Dataset entries:

╭──

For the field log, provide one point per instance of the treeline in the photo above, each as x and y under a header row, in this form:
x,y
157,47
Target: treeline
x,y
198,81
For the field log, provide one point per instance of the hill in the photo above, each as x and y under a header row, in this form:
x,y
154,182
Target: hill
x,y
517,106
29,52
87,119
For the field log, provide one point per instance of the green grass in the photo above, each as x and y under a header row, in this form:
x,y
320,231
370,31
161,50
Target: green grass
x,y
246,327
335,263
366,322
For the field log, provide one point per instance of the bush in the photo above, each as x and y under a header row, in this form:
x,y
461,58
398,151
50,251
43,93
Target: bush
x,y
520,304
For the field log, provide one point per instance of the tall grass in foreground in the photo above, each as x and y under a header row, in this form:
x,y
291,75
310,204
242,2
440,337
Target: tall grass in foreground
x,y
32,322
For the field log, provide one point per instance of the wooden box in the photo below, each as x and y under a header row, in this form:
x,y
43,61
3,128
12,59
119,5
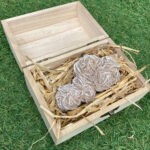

╰──

INSTRUCTIONS TO FOLLOW. The data above must be given again in full and unaltered, minus its images.

RESPONSE BOX.
For the field log, provide one point per instance of the treeline in the photo above, each as x and y under a header row, in this form:
x,y
157,47
Target: treeline
x,y
198,81
For the field log, provide one point per instance of the hill in the photo above, each as x and y under a header row, in this form:
x,y
154,182
Target: hill
x,y
517,106
29,52
87,119
For the field log, provide one point per instance of the green grass in the photo above, each as x and y under a header row, in this form:
x,y
320,231
370,31
161,50
Target: green grass
x,y
246,327
335,263
366,322
For the field log, provide one point per instance of the bush in the photo above, each as x and y under a header row, in this form:
x,y
461,58
398,151
50,251
43,93
Target: bush
x,y
520,304
For the field log, provide one point per instance of the tall grass in foreground in the photo above, each as x and y under a header row, in this form:
x,y
291,75
310,204
242,2
440,337
Target: tall grass in foreground
x,y
32,322
For the field log, provide one point per instance of the wooden box in the photo below, each as x and y under a header row, in this form:
x,y
43,61
3,128
12,59
119,5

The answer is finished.